Written exercise:
Collect every line from the entries below that contains the word "rough", and copy each such line in full. Case counts, so match capital and lowercase letters exactly.

Provided data:
-- Start --
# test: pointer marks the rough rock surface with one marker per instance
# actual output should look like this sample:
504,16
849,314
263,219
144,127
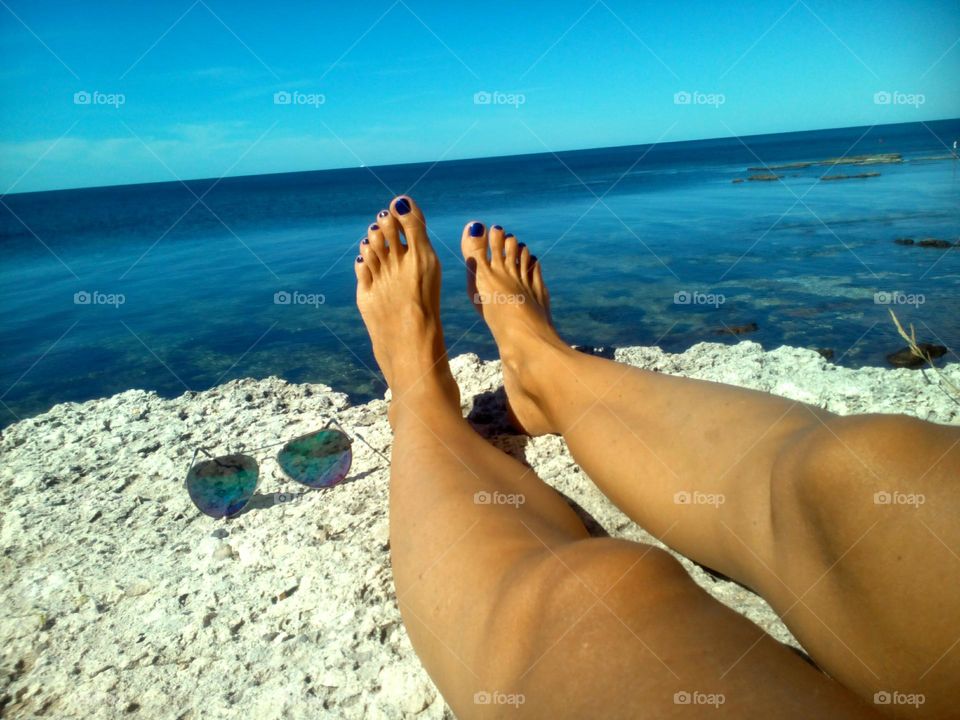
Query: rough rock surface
120,599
-- End --
Response to the exercise:
# test: pointer marks the rough rock surface with one marker per instance
Query: rough rock surface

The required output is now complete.